## ASSIGNED TASK 1
In the ventilator project text, transcribe everything from "The following steps" to "in the microcontroller.".
## ASSIGNED TASK 2
According to the ventilator project text, which AWS service provides the fully managed MQTT broker used for the system?
## ASSIGNED TASK 3
Take the ventilator project text further, continuing from its final sentence.

## STUDY TEXT
____

Overview / Usage

Because of the Corona Virus Disease (COVID-19) pandemic scenario that the world is going through right now, there has been a surge in the requirement for emergency life support systems like ventilators. Con- ventional ventilators used in Intensive Care Unit (ICU)s tend to be bulky and expensive, and demand high power consumption and trained experts to operate. The aim of the project is to deliver a solution for the grow- ing demand for portable ventilators and a viable replacement for nurse assisted artificial resuscitation. Mechanical ventilation is the process of supplying scheduled breaths to a patient who lacks the ability to do the Work of Breathing (WOB) himself/herself. The pattern of breathing for every patient is identified using sensor(s) and the required volume of air is supplied by compressing a Bag Valve Mask (BVM) device. A machine learning algorithm learns the pattern of breathing and adjusts the pressure and volume controls specific to every patient. All operations and control mode switching for the device can be done using an Android app, hence making it user friendly.

Methodology / Approach

Our solution is capable to support the 1. Static Ventilation, 2. Dynamic Ventilation and has a fail-safe mechanism. Request you to see the demo. The demo - https://youtu.be/XJsvNUQOpOY

The entire system is implemented on the Cloud. We have chosen Amazon Web Services (AWS), the number one cloud service provider, for our implementation. Since we need data to be sent and received over a secure channel with very low latency, we use the fully managed MQTT broker which is provided by the AWS IoT Core service. The data which flows in and out of the system and the number of connection attempts can be visualized in the console itself.

The following steps were followed to establish a connection with the Cloud:

1. Generated and downloaded the necessary certificates from the Console and configuring the necessary policies to connect to the corresponding AWS account securely.

2. Converted the certificates into a proper format that can be comprehended by the microcontroller once flashed onto it, using OpenSSL.

3. In order for the Android application to communicate with the AWS account, we set up similar policies using the AWS Cognito service, which would act in place of the certificates that would be used in the microcontroller.

____

## DATA SUPPLIED
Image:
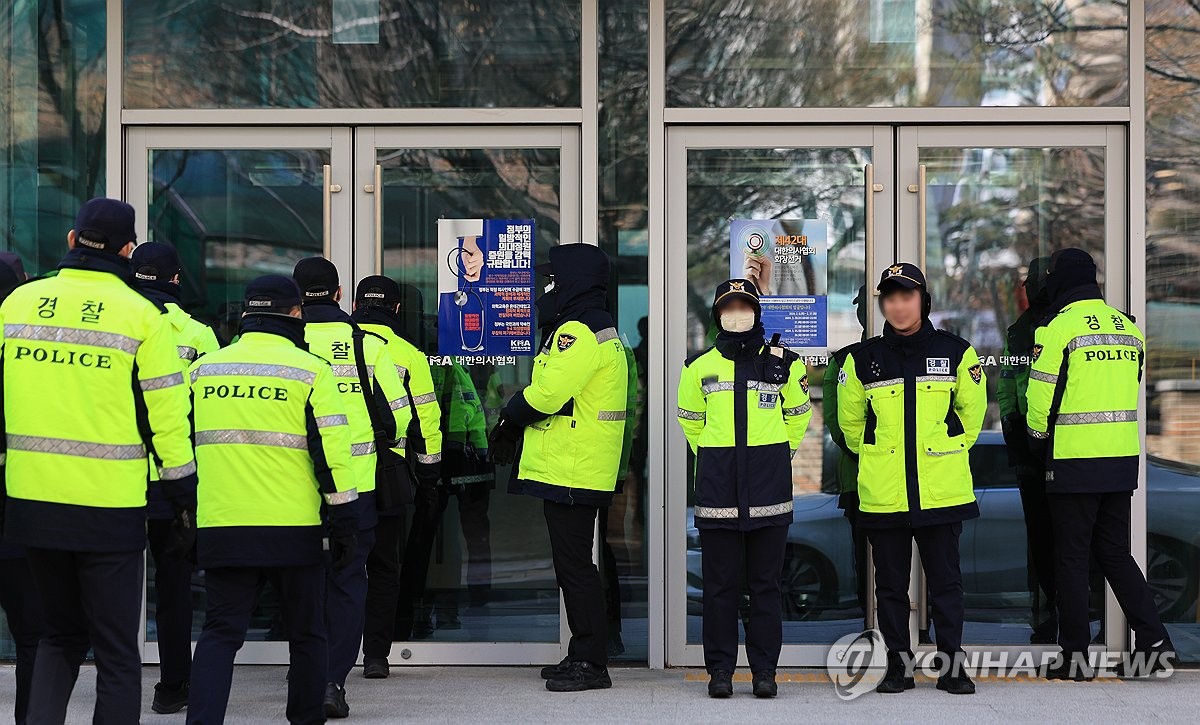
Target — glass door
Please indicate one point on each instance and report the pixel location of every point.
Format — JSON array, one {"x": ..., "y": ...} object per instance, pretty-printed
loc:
[
  {"x": 238, "y": 203},
  {"x": 977, "y": 207},
  {"x": 733, "y": 187},
  {"x": 478, "y": 583}
]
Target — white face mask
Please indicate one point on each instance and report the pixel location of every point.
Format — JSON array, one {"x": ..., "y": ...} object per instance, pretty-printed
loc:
[{"x": 737, "y": 322}]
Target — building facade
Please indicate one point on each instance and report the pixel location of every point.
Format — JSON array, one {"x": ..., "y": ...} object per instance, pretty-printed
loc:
[{"x": 969, "y": 136}]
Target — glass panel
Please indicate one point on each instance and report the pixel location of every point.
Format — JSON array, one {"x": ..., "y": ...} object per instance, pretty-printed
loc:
[
  {"x": 989, "y": 213},
  {"x": 233, "y": 215},
  {"x": 1173, "y": 317},
  {"x": 822, "y": 597},
  {"x": 624, "y": 198},
  {"x": 840, "y": 54},
  {"x": 352, "y": 54},
  {"x": 52, "y": 150},
  {"x": 487, "y": 555}
]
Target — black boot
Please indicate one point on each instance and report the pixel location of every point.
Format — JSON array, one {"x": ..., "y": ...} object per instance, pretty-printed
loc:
[
  {"x": 720, "y": 684},
  {"x": 169, "y": 700},
  {"x": 376, "y": 667},
  {"x": 895, "y": 677},
  {"x": 765, "y": 684},
  {"x": 580, "y": 676}
]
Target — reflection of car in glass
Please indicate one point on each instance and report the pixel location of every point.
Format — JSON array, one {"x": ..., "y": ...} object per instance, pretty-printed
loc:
[{"x": 819, "y": 574}]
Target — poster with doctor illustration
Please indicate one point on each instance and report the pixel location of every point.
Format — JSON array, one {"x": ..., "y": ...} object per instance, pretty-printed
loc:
[
  {"x": 485, "y": 287},
  {"x": 789, "y": 261}
]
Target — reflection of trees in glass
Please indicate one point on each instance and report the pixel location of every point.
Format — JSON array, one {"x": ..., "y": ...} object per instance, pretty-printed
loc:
[
  {"x": 768, "y": 184},
  {"x": 837, "y": 53},
  {"x": 52, "y": 123},
  {"x": 281, "y": 53},
  {"x": 990, "y": 211}
]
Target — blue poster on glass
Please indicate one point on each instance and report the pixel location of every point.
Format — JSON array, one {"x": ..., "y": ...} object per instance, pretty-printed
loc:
[
  {"x": 485, "y": 287},
  {"x": 787, "y": 259}
]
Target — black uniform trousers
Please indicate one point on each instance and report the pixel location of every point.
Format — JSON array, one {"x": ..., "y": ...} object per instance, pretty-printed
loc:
[
  {"x": 232, "y": 594},
  {"x": 90, "y": 599},
  {"x": 23, "y": 611},
  {"x": 173, "y": 605},
  {"x": 383, "y": 587},
  {"x": 892, "y": 553},
  {"x": 1097, "y": 525},
  {"x": 346, "y": 597},
  {"x": 1039, "y": 541},
  {"x": 571, "y": 529},
  {"x": 730, "y": 556}
]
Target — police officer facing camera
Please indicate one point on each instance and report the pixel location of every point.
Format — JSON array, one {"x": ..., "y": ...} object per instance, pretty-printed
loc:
[
  {"x": 911, "y": 405},
  {"x": 571, "y": 421},
  {"x": 744, "y": 407},
  {"x": 1083, "y": 421}
]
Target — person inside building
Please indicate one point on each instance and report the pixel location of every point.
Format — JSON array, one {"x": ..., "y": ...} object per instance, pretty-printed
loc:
[
  {"x": 744, "y": 407},
  {"x": 156, "y": 269},
  {"x": 570, "y": 420},
  {"x": 1081, "y": 419},
  {"x": 911, "y": 403}
]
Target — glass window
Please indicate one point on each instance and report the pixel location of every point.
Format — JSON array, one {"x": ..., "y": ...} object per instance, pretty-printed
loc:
[
  {"x": 1173, "y": 317},
  {"x": 352, "y": 54},
  {"x": 839, "y": 53}
]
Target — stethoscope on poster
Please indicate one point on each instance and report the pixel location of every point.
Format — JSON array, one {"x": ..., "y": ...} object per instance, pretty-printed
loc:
[{"x": 468, "y": 273}]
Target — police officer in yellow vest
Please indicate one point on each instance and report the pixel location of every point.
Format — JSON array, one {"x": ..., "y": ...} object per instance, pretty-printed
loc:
[
  {"x": 744, "y": 407},
  {"x": 329, "y": 333},
  {"x": 376, "y": 310},
  {"x": 911, "y": 405},
  {"x": 91, "y": 384},
  {"x": 1083, "y": 418},
  {"x": 273, "y": 445},
  {"x": 156, "y": 270},
  {"x": 573, "y": 417}
]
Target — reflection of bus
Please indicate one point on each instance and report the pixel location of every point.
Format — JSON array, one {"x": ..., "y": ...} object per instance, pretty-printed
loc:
[{"x": 234, "y": 215}]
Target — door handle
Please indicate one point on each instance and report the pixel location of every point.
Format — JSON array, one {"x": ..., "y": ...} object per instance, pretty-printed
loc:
[{"x": 378, "y": 213}]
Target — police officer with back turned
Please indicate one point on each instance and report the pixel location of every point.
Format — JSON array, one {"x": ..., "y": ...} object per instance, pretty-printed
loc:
[
  {"x": 911, "y": 405},
  {"x": 273, "y": 444},
  {"x": 91, "y": 384},
  {"x": 156, "y": 270},
  {"x": 571, "y": 423},
  {"x": 1083, "y": 419}
]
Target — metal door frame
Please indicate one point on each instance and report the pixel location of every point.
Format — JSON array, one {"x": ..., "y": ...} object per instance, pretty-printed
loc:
[{"x": 880, "y": 226}]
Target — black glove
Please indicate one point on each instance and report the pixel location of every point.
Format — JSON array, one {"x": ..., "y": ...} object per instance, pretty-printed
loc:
[
  {"x": 502, "y": 442},
  {"x": 181, "y": 496}
]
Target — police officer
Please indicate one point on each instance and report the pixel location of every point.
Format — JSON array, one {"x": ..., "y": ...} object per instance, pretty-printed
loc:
[
  {"x": 573, "y": 417},
  {"x": 273, "y": 444},
  {"x": 18, "y": 593},
  {"x": 1014, "y": 379},
  {"x": 377, "y": 301},
  {"x": 911, "y": 405},
  {"x": 1083, "y": 418},
  {"x": 156, "y": 269},
  {"x": 76, "y": 479},
  {"x": 744, "y": 407},
  {"x": 330, "y": 333}
]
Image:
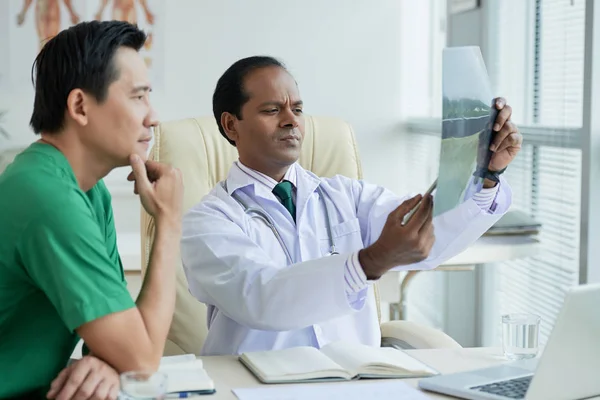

____

## RESPONSE BOX 1
The following steps were followed to establish a connection with the Cloud:

1. Generated and downloaded the necessary certificates from the Console and configuring the necessary policies to connect to the corresponding AWS account securely.

2. Converted the certificates into a proper format that can be comprehended by the microcontroller once flashed onto it, using OpenSSL.

3. In order for the Android application to communicate with the AWS account, we set up similar policies using the AWS Cognito service, which would act in place of the certificates that would be used in the microcontroller.

## RESPONSE BOX 2
The AWS IoT Core service.

## RESPONSE BOX 3
4. Configured the MQTT Client, where one can publish/subscribe to any topic, with messages of any specified format.

Once the Cloud set-up was complete, we moved on to writing the code that would be flashed on to the microcontroller, which would cover basic operations such as connecting to the Internet, communicating with the AWS Cloud, and controlling the stepper motor. After the completion, the entire code along with the certificates had to be bundled together and finally flashed onto the NodeMCU microcontroller.

The data generated by the microcontroller is pushed onto the MQTT broker and saved in real-time on a NoSQL Database called AWS DynamoDB, which can further be used for processing and analysis that would provide necessary intuition for the implementation of any further modules or extensions to the system. Once ready, the entire system was rigorously tested, including communication and data transfer to and from both the microcontroller and the Android application. We were able to track down errors and finally verify that all the modules work in sync with one another. A noticeable feature is that there is no latency that occurs during the communication that happens over the Cloud, as this is one of the crucial factors that has to be kept in mind while building any medical application.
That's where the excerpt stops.